BEGIN Records shown

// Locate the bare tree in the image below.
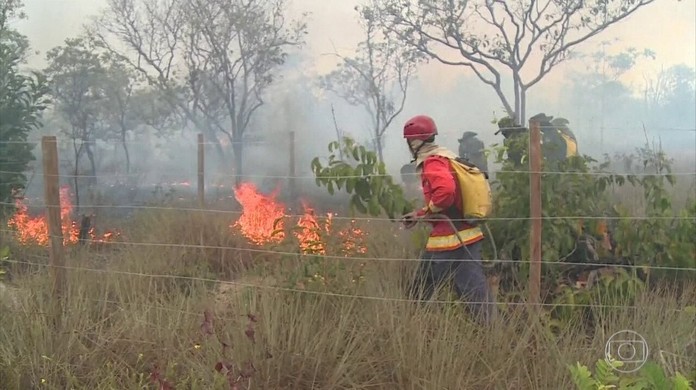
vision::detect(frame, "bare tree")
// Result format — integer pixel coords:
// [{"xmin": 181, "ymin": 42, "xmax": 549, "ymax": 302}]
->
[
  {"xmin": 44, "ymin": 38, "xmax": 106, "ymax": 212},
  {"xmin": 367, "ymin": 0, "xmax": 655, "ymax": 124},
  {"xmin": 643, "ymin": 64, "xmax": 696, "ymax": 126},
  {"xmin": 99, "ymin": 54, "xmax": 142, "ymax": 174},
  {"xmin": 92, "ymin": 0, "xmax": 307, "ymax": 185},
  {"xmin": 320, "ymin": 6, "xmax": 419, "ymax": 163}
]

END Records shown

**Aim of the exercise**
Please find, in the entries above, every line where "tree" occurs, and copy it.

**Solution for this task**
// Locate the bare tree in the image below.
vision::detect(frame, "bare tree")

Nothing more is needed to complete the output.